(Excerpt to read)
▬▬▬

What is more, the Border Patrol acknowledged that operational control “may be limited to specific smuggling corridors or other geographically defined areas” – seemingly contradicting the grand ambition of operational control over the nation’s borders.

The Border Patrol, finding itself in a rhetorical trap of its own making, had dropped all references to “operational” or “effective” control by the end of fiscal year 2010. The concept of operational control is nowhere to be found in the 2012-2016 strategic plan. Nor is there any official explanation by DHS, CBP or the Border Patrol why this strategic framework was all but erased from official discourse.

The Operational Control Backlash

The news that half of the southwestern borderlands and nearly all of the northern border were still not under “effective control” – an inflammatory Border Patrol synonym for “operational control” – set off a firestorm of politically charged declarations criticizing the Obama administration’s lack of commitment to border security.

Republican House and Senate members introduced a flurry of bills that aimed to embarrass the administration and to leverage more border security funding. Some Democratic members, particularly those representing border districts, joined the protests about limited operational control and the demands for increased funding.

Especially with borderland politicians, the expressed outrage over border security gaps was at least partially a ploy to secure new injections of border security into their districts. Such funding has functioned as a type of economic stimulus program for borderland congressional districts.

Predictably, the geographic source of much of the outrage over limited operational control and new border security legislation was Arizona. In the House, Arizona Representative Jeff Flake introduced the Border Security Enforcement Act of 2011, which, according to his office, “focused on achieving operational control of the southern US border by increasing border resources.” Arizona senators John Kyl and John McCain introduced a bill by the same name in the Senate.

In May 2012, just as the Border Patrol was preparing to release its new strategy plan, the House passed another border security bill, by unanimous voice vote, called the Secure Border Act.

The lead sponsor of the Secure Border Act was Representative Candace Miller, the Republican chair of the House Subcommittee on Border and Maritime Security. Miller, who represents a border district in Michigan, lambasted DHS: “For far too long our nation has lacked a clear and comprehensive plan to gain and maintain operational control of the borders.”

Miller tied the need for operational control of both the southern and northern borders to national security, saying: “Our common defense begins with effectively securing our borders, and the American people rightly expect and demand that the federal government take the responsibility to secure the borders.”

Over the past three years, the Obama administration has made Arizona’s border the focus of an array of new Border Patrol, Drug Enforcement Administration and federal immigration enforcement initiatives. Except for the most mountainous sections, nearly the entire Arizona border is fenced and defined by the Border Patrol as being under its operational control.

Nevertheless, the Arizona state government initiated its own Build the Border Fence project. The state government-sponsored project highlights the failure of the Obama administration to ensure that the entire border is under “operational control.

Border Security Consensus Means Less Accountability

A deep reserve of support for operations and policies that have anything to do with border security runs across the political spectrum. Whether at the federal, state, or local level, there exists near unanimous bipartisan support for border security.

▬▬▬

(Record set)
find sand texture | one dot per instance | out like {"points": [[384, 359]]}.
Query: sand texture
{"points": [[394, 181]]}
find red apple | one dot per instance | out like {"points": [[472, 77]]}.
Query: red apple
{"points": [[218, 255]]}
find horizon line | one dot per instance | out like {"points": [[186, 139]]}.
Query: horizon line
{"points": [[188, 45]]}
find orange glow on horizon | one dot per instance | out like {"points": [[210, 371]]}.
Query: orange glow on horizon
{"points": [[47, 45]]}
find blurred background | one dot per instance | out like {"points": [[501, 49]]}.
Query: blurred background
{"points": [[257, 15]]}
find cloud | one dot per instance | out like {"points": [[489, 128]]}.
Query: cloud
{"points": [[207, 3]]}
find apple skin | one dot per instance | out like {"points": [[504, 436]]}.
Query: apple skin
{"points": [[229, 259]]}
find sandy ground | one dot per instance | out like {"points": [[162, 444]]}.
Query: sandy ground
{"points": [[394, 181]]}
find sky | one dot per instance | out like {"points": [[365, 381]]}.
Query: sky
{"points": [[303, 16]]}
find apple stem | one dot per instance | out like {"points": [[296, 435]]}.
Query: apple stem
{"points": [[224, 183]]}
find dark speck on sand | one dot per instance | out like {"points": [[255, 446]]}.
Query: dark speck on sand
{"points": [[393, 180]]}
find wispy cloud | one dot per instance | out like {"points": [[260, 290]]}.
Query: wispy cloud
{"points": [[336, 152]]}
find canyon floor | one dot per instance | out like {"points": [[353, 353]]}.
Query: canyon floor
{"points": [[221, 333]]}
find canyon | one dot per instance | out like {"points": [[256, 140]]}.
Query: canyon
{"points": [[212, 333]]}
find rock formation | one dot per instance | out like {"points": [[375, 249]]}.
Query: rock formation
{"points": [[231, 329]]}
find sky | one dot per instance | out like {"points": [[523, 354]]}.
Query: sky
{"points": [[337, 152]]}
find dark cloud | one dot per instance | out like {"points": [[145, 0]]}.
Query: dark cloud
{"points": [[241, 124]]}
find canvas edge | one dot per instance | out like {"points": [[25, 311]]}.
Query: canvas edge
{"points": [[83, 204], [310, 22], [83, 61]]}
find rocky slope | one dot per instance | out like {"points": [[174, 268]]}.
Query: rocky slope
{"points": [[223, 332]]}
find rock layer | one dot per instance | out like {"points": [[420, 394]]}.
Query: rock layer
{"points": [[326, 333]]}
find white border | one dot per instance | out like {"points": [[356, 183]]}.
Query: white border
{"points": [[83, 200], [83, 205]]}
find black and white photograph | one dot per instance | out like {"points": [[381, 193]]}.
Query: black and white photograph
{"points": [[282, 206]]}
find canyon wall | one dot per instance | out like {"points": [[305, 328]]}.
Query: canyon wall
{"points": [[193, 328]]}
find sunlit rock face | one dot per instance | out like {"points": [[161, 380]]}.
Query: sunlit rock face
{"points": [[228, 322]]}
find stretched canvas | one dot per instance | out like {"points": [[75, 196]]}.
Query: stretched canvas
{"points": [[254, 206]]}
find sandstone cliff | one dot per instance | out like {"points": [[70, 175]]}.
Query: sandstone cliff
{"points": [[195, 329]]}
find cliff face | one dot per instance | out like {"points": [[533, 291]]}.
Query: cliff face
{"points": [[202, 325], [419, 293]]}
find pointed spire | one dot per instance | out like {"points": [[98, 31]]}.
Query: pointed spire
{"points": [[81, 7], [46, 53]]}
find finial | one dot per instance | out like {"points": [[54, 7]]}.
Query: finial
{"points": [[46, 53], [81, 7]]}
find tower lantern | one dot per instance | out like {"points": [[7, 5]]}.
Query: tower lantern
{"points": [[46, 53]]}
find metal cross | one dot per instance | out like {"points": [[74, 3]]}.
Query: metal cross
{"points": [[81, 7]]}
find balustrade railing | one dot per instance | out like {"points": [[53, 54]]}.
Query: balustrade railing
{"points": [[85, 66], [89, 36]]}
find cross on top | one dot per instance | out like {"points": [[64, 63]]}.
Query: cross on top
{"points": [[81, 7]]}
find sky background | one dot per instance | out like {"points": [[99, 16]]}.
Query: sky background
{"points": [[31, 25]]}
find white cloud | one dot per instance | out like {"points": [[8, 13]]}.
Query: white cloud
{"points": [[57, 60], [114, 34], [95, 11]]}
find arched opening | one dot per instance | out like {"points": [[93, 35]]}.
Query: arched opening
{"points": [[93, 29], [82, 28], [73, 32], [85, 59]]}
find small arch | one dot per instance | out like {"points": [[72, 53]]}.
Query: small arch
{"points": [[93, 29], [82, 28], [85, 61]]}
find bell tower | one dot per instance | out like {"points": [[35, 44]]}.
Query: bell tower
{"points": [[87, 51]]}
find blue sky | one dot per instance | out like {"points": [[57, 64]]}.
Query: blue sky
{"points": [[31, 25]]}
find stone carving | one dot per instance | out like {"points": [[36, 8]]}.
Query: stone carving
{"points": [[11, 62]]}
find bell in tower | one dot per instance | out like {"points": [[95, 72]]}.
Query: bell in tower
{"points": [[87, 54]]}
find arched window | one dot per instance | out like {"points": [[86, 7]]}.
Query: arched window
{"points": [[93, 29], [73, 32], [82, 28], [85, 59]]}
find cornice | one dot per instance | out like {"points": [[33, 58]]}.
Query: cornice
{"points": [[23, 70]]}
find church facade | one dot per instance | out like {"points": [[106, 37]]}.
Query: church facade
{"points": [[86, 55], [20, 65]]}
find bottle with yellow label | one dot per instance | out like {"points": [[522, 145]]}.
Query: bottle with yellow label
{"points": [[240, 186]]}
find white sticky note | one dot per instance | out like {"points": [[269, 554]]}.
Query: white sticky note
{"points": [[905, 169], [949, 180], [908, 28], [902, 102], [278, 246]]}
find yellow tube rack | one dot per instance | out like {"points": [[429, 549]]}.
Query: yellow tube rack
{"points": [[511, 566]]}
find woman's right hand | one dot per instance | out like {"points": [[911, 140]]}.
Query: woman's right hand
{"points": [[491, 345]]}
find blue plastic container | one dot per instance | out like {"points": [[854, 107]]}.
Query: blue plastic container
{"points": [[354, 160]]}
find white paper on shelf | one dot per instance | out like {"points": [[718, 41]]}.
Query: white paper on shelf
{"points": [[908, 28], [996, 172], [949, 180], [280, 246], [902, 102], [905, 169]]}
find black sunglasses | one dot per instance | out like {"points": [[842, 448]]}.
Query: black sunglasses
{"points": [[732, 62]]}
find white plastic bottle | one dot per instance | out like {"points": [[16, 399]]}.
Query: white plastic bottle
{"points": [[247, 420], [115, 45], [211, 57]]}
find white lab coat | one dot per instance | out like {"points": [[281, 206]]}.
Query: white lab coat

▬▬▬

(Task requirements)
Answer these questions using the text on operational control of the border.
(a) By the end of which fiscal year had the Border Patrol dropped all references to "operational" or "effective" control?
(b) Which Arizona representative introduced the Border Security Enforcement Act of 2011 in the House?
(c) By what kind of vote did the House pass the Secure Border Act in May 2012?

(Reply to the exercise)
(a) Fiscal year 2010
(b) Jeff Flake
(c) A unanimous voice vote